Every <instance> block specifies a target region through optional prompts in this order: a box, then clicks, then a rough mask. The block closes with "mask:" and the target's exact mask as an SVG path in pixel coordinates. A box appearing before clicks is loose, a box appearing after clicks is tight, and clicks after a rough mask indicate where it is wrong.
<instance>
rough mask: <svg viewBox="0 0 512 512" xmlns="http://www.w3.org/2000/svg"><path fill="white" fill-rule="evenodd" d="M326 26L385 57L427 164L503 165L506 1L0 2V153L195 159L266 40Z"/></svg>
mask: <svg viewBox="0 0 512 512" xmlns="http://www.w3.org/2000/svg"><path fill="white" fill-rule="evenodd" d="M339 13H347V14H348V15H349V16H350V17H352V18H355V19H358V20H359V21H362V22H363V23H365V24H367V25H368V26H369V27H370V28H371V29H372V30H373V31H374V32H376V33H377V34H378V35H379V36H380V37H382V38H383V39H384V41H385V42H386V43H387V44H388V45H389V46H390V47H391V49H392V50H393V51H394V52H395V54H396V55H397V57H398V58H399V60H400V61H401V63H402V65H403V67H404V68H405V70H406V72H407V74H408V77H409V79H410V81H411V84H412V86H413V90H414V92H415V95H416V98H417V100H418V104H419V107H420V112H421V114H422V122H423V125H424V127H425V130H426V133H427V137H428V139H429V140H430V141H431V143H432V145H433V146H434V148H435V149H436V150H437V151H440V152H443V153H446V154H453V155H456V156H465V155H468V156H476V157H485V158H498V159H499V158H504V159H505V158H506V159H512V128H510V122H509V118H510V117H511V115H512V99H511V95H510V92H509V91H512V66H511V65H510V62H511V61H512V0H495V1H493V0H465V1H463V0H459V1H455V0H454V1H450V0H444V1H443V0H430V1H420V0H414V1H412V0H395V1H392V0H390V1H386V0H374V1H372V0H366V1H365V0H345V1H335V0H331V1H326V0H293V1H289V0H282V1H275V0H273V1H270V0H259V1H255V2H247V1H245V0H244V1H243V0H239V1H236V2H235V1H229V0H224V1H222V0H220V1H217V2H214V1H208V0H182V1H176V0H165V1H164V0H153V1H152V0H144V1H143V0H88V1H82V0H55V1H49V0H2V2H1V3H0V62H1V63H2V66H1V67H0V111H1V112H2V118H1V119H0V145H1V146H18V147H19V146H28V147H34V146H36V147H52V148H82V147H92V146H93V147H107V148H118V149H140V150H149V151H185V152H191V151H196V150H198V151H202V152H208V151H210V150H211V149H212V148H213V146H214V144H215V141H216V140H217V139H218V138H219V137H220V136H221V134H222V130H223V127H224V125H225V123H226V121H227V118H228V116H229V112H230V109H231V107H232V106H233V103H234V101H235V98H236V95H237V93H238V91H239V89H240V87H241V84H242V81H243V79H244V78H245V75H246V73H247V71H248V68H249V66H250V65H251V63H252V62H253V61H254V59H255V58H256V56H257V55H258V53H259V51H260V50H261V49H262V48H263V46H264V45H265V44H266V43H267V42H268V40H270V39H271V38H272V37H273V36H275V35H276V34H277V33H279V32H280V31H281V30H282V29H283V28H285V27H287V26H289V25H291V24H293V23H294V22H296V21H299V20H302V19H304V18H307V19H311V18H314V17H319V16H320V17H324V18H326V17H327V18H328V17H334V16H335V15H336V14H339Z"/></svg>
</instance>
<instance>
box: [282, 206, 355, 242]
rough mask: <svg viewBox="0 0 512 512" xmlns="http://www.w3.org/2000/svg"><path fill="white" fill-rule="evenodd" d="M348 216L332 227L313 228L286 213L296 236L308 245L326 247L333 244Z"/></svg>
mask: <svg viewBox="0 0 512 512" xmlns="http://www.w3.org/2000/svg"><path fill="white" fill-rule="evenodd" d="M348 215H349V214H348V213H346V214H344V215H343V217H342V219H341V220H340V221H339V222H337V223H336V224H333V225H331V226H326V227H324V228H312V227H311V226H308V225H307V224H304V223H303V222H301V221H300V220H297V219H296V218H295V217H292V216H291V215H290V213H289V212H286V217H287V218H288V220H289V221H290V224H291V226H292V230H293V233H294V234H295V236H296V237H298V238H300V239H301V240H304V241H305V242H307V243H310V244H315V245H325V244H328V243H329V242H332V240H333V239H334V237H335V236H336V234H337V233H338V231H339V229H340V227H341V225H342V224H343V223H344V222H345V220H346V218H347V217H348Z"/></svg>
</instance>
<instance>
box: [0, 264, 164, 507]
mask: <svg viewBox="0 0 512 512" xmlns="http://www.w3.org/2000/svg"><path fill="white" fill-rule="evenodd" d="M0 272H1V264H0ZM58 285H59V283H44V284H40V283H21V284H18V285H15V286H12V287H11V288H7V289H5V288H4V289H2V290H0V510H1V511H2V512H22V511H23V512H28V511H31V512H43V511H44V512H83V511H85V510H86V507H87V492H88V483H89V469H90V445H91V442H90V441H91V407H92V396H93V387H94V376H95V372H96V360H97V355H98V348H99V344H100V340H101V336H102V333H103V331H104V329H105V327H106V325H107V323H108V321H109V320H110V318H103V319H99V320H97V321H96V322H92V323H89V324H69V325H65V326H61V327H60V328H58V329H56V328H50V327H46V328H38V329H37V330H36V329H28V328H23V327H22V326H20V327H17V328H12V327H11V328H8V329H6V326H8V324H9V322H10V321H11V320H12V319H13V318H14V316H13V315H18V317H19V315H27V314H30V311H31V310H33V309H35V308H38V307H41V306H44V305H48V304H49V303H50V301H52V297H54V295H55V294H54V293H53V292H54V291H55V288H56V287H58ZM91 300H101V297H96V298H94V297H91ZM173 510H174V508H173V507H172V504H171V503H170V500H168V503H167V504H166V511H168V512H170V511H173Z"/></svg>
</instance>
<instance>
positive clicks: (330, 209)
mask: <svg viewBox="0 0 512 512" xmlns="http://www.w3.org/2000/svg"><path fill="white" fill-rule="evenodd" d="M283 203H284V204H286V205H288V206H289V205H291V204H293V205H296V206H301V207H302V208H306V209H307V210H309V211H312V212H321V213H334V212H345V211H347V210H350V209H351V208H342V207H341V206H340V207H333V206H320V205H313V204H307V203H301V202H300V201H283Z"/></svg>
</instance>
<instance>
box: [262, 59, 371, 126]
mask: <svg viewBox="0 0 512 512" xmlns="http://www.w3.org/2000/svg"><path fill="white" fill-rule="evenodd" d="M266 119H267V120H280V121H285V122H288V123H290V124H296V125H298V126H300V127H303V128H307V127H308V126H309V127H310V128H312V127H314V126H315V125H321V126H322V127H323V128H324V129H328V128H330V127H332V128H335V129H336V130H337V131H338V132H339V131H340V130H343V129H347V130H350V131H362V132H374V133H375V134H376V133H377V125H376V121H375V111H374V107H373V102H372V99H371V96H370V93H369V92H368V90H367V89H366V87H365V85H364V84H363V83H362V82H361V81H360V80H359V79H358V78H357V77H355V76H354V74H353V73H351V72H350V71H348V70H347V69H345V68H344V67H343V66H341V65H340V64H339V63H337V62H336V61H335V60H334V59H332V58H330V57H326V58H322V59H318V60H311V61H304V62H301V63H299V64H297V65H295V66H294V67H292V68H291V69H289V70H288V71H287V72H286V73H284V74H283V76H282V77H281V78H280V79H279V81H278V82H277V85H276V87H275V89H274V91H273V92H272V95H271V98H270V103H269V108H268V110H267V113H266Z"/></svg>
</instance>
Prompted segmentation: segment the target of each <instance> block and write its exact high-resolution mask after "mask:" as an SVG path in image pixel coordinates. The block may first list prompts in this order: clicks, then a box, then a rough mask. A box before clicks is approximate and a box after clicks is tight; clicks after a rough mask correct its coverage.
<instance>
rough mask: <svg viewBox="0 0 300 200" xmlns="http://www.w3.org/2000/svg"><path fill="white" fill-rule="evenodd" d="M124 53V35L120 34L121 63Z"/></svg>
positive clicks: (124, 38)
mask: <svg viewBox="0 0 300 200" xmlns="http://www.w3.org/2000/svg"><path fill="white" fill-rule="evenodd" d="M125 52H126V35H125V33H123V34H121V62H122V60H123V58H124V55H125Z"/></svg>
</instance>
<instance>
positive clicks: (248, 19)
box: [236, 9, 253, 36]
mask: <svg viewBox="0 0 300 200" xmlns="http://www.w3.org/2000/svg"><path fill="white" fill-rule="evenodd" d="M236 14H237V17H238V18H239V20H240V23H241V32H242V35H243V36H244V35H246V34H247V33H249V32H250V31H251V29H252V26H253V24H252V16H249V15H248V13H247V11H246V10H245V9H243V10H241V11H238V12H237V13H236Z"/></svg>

• **Work to be completed**
Copy out every line of the records above that contains the string "this". Upper and lower case must match.

• **Result**
Every <instance> block specifies a target region through optional prompts in this order: a box, then clicks, then a rough mask. The block closes with "mask:" and the target's exact mask as an SVG path in pixel coordinates. A box appearing before clicks is loose, a box appearing after clicks is tight, and clicks after a rough mask indicate where it is wrong.
Prompted segmentation: segment the target of each <instance> block and write its exact high-resolution mask after "mask:" as an SVG path in image pixel coordinates. The block may first list prompts in this order: clicks, then a box, then a rough mask. A box before clicks is approximate and a box after clicks is tight; clicks after a rough mask correct its coverage.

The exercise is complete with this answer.